> TRY IT: All entries need to be written out verbatim, with pictures omitted.

> Referring expression pointing data:
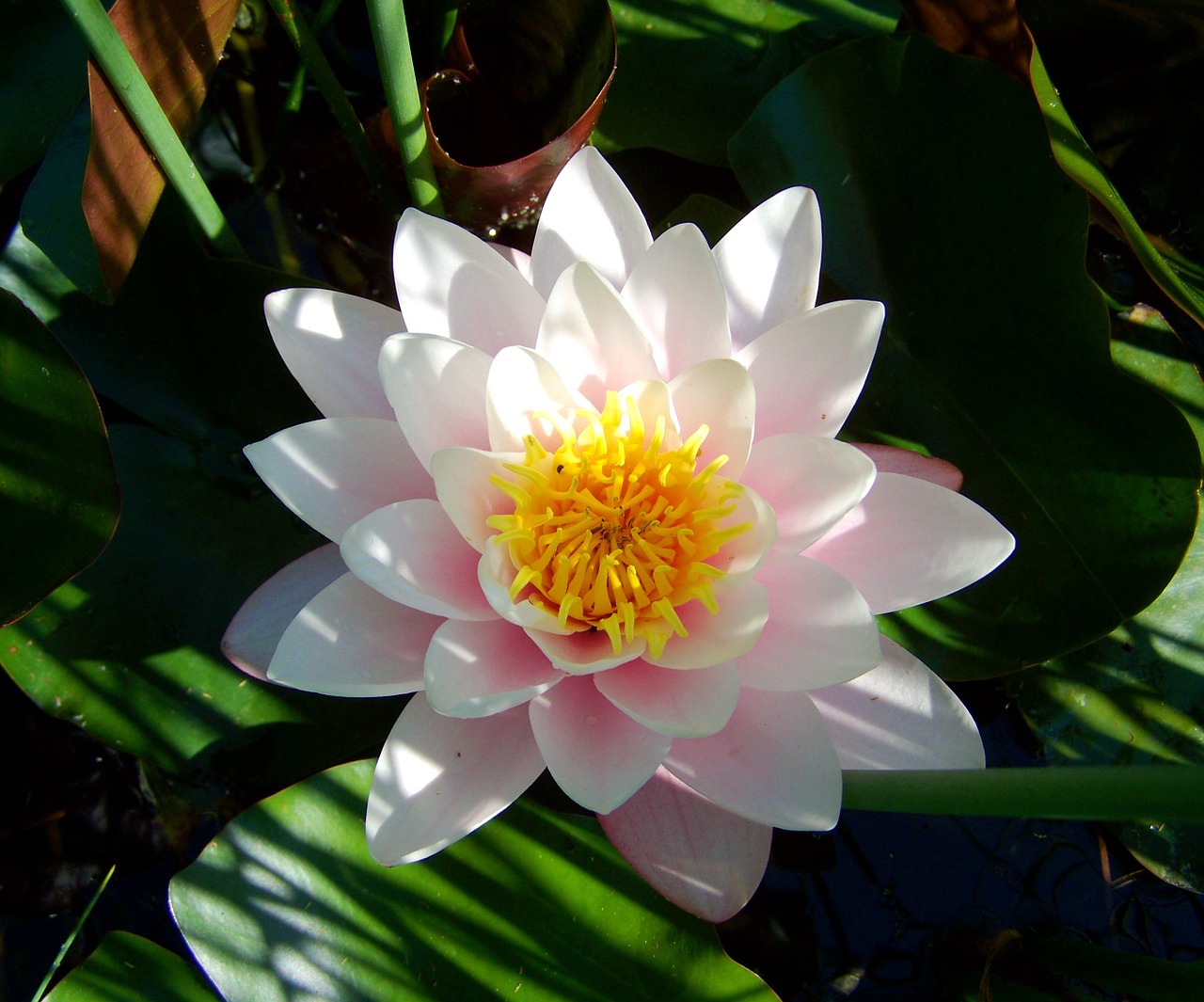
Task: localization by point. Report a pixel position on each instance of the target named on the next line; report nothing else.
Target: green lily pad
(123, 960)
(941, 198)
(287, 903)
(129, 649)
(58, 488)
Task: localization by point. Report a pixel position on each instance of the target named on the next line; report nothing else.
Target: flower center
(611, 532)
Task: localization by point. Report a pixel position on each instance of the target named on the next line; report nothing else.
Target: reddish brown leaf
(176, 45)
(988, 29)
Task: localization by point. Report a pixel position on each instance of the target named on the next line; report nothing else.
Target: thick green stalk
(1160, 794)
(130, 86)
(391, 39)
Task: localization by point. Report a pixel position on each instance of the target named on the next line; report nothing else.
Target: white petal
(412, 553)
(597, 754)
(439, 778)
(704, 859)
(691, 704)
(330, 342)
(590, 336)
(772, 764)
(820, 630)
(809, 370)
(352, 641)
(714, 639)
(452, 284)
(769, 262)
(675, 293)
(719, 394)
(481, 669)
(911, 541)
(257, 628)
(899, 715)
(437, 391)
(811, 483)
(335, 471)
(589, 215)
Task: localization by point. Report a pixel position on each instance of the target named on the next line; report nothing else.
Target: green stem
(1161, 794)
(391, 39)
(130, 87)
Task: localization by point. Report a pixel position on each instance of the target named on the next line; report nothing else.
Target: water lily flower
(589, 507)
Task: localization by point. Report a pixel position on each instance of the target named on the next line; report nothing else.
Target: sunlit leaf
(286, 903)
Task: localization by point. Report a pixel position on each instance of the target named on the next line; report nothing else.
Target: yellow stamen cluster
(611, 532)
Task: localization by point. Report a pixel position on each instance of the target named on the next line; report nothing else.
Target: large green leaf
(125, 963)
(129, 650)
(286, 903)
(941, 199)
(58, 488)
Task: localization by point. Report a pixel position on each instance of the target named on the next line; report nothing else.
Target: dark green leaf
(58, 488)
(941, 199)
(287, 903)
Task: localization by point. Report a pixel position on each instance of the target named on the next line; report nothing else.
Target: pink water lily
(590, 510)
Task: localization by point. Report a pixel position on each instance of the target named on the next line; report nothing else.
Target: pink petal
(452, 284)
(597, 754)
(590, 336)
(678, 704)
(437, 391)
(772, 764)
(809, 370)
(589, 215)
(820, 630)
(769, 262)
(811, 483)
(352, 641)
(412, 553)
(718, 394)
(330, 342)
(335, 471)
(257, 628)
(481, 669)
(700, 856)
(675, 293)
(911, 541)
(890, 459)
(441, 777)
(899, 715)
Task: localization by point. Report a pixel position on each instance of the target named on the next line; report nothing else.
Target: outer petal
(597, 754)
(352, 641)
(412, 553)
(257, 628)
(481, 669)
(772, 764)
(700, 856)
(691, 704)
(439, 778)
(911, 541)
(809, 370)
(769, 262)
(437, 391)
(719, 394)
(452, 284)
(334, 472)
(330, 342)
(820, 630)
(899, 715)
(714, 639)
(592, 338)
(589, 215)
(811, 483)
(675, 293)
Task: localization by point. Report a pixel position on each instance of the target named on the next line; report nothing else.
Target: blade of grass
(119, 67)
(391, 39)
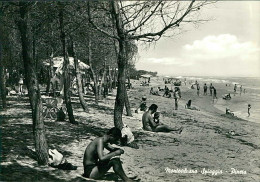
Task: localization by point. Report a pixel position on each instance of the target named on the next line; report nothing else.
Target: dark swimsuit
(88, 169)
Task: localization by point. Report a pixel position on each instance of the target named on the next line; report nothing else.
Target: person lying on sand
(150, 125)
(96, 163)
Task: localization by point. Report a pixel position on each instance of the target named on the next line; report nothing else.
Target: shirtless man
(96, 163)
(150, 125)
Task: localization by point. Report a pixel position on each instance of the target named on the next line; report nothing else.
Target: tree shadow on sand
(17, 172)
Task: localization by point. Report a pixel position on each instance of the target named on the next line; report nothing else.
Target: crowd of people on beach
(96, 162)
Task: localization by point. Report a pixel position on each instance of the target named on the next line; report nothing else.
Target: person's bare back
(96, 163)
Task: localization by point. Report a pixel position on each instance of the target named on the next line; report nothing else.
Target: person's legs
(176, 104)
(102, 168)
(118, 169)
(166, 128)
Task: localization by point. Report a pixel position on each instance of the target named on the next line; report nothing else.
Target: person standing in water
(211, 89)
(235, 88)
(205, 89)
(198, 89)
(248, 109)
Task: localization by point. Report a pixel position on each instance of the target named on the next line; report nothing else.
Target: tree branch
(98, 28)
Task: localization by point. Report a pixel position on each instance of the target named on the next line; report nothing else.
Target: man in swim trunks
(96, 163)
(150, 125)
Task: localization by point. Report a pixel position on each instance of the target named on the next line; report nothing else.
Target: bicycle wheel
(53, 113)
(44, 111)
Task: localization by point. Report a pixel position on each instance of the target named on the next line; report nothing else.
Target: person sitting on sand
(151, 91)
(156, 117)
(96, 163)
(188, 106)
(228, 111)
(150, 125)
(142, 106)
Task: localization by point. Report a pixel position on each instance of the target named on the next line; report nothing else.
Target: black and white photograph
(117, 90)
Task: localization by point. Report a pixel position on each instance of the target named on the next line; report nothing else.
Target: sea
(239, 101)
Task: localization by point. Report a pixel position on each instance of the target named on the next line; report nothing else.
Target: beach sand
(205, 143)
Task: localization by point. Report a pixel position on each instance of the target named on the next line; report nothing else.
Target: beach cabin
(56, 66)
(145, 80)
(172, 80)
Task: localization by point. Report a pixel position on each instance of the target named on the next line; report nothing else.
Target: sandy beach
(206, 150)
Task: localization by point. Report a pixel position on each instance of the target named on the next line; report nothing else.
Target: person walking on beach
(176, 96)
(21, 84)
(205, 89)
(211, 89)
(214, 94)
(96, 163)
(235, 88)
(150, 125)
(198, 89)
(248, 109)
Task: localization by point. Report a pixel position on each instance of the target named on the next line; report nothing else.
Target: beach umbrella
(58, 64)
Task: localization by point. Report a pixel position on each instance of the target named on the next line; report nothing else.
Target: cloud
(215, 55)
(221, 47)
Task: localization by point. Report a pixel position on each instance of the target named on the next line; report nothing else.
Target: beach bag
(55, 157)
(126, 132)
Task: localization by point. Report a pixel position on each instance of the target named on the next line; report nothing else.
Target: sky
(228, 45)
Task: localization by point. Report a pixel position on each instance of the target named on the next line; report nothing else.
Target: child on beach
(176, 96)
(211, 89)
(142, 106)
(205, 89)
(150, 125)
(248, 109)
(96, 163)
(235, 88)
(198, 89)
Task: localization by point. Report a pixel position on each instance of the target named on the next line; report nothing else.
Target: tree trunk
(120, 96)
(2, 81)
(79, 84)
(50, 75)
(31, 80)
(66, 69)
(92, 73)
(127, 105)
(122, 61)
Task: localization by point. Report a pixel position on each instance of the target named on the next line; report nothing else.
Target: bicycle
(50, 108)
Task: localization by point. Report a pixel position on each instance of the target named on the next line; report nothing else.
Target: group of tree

> WRITTEN RESPONSE:
Task: localization by point. Report a pixel position on each instance of the target named on the next line; report nothing else.
Target: green lily pad
(123, 960)
(941, 198)
(287, 903)
(129, 649)
(58, 488)
Task: localization by point. Report a pixel position on each instance of the target named on the next line; report nothing else.
Target: flower center
(611, 532)
Task: localization by point. Report a pixel position on each instance of the target named on the next line; report nothing else.
Target: reddish brown leaf
(176, 45)
(988, 29)
Task: localization by point. Report a pixel position on each instance of the target named on the next line; report nothing else.
Target: thick green stalk
(1160, 794)
(130, 86)
(391, 39)
Task: localization by point. Report a pixel position on each instance of the target named on the next line; report nothing else.
Target: white petal
(412, 553)
(597, 754)
(439, 778)
(704, 859)
(691, 704)
(330, 342)
(590, 336)
(772, 764)
(820, 630)
(809, 370)
(352, 641)
(714, 639)
(452, 284)
(769, 262)
(675, 293)
(719, 394)
(481, 669)
(911, 541)
(257, 628)
(899, 715)
(437, 391)
(811, 483)
(335, 471)
(589, 215)
Task: localization by point. Report a pixel position on each instance of the target named on the next line; report nothing else.
Target: green stem
(1161, 794)
(391, 39)
(130, 87)
Task: localization by point. Report a pixel position on each instance of the target named on the next line; report nothing else.
Target: water lily flower
(589, 507)
Task: localization by point. Report a pixel position on each instance of the target named on the next line; report nothing else.
Target: sunlit leaf
(286, 903)
Task: localization by point. Report a pixel position on each instance of the target named on the next line; report nothing else.
Target: yellow stamen cluster
(611, 532)
Task: localization by point. Report a pixel position on each instance of the target named on the next line; report nothing else.
Target: large green leaf
(125, 963)
(129, 650)
(286, 903)
(941, 199)
(58, 488)
Task: localization by point. Report a pixel position on each instance of the target named on the next line; report nothing else.
Target: dark green leaf
(58, 488)
(941, 199)
(287, 903)
Task: localization by point. Report a pixel position on each instance of the target named on the next line; report nothing else.
Target: pink water lily
(590, 510)
Task: localization by point. Report a pixel position on each instance of the target named on the next line; report nothing else.
Target: pink petal
(452, 284)
(597, 754)
(590, 336)
(678, 704)
(437, 391)
(772, 764)
(809, 370)
(589, 215)
(820, 630)
(769, 262)
(811, 483)
(352, 641)
(412, 553)
(718, 394)
(330, 342)
(335, 471)
(257, 628)
(481, 669)
(700, 856)
(675, 293)
(911, 541)
(890, 459)
(441, 777)
(899, 715)
Task: localization by point. Report a pixel position on each instance of the target named on the next line; report nothing else.
Target: outer petal
(597, 754)
(352, 641)
(412, 553)
(257, 628)
(481, 669)
(772, 764)
(700, 856)
(691, 704)
(439, 778)
(911, 541)
(809, 370)
(769, 262)
(437, 391)
(719, 394)
(452, 284)
(334, 472)
(330, 342)
(820, 630)
(899, 715)
(714, 639)
(592, 338)
(589, 215)
(811, 483)
(675, 293)
Task: localization by point. Report a pixel position on each instance of the target named on the next line; report nothing else.
Target: blade of grass
(119, 67)
(391, 39)
Task: localization by point. Report a pixel position on each instance of the target named on the next line; report nothing else.
Target: dark swimsuit
(88, 169)
Task: localization by point. Report a pixel position on each instance of the target named on the next line; report nothing else.
Target: person lying on sand
(150, 125)
(96, 163)
Task: localization by point. Report a pixel position on each instance of the target named on the next line; report nothing else.
Target: shirtless man
(96, 163)
(150, 125)
Task: localization by point. Report a pixel position on each instance of the target named on the next line; report nothing else.
Target: tree shadow on sand
(17, 172)
Task: localization by point. Report a pixel position on each instance of the target named on the next line; report nothing else.
Target: crowd of people on beach
(96, 162)
Task: localization by point. Report a pixel position on each instance of the target named on the next line; report nothing else.
Target: person's bare back
(96, 163)
Task: localization by point. Report a pixel position on each instance of the target named on the next line; report nothing else.
Target: person's legs
(176, 104)
(102, 168)
(118, 169)
(166, 128)
Task: localization by point. Report a pixel position on each instance of the target named on the next line; report nothing else.
Target: person standing in water
(211, 89)
(235, 88)
(205, 89)
(198, 89)
(248, 109)
Task: localization by point. Report a pixel position on each instance of the target named on the next line; report nothing else.
Target: tree branch
(98, 28)
Task: localization by point. Report a pixel position on each instance of the target named on the next line; report nothing else.
Target: man in swim trunks
(96, 163)
(150, 125)
Task: localization by point. Report a pixel position on each instance of the target named on the next line; report nothing else.
Target: bicycle wheel
(53, 113)
(44, 111)
Task: localization by point. Report a pixel position on each instance of the target named on the next line; report nothing else.
Target: person sitting on sand
(151, 91)
(156, 117)
(96, 163)
(188, 106)
(228, 111)
(150, 125)
(142, 106)
Task: localization by point. Report a pixel position on each instance of the target named on the next line; report nothing else.
Target: black and white photograph
(117, 90)
Task: localization by point. Report a pixel position on each instance of the target named on the next line; report nothing else.
Target: sea
(239, 101)
Task: localization by point. Report a pixel position on each instance of the target named on the next line; report nothing else.
Target: beach sand
(205, 143)
Task: localization by point. Report a pixel position on each instance of the target named on the next line; report nothing else.
Target: beach cabin
(56, 66)
(145, 80)
(172, 80)
Task: localization by point. Report a pixel position on each instance of the target named on the next line; report nothing else.
Target: sandy beach
(206, 150)
Task: localization by point. Report a pixel position on each instance of the target named on the next line; report nothing else.
Target: person walking on beach
(176, 96)
(21, 84)
(205, 89)
(211, 89)
(214, 94)
(96, 163)
(235, 88)
(150, 125)
(198, 89)
(248, 109)
Task: localization by point. Report a pixel position on each instance of the target named on the next line; report nothing else.
Target: beach umbrella
(58, 64)
Task: localization by point. Report a pixel position on each instance of the target named on the next line; report nothing else.
Target: cloud
(215, 55)
(221, 47)
Task: localization by point. Report a pixel position on each instance of the target named on the next line; report nothing else.
Target: beach bag
(55, 157)
(126, 132)
Task: localization by point. Report a pixel position on each instance of the target named on the next line; report nothing else.
Target: sky
(228, 45)
Task: localization by point. Report a pixel position on each instance of the target named on the next line; report nothing else.
Target: child on beach
(176, 96)
(211, 89)
(142, 106)
(205, 89)
(150, 125)
(248, 109)
(96, 163)
(235, 88)
(198, 89)
Task: localization by point. Report a pixel position on each instance of the target named on the next line; report nothing else.
Target: tree trunk
(120, 96)
(2, 81)
(79, 84)
(50, 75)
(31, 80)
(66, 69)
(92, 73)
(127, 105)
(122, 61)
Task: localization by point. Report a pixel position on each instance of the target named on the next line; report nothing else.
Target: bicycle
(50, 108)
Task: localization by point. Report a pixel position on each instance of the target named on the next line; report nothing else.
Target: group of tree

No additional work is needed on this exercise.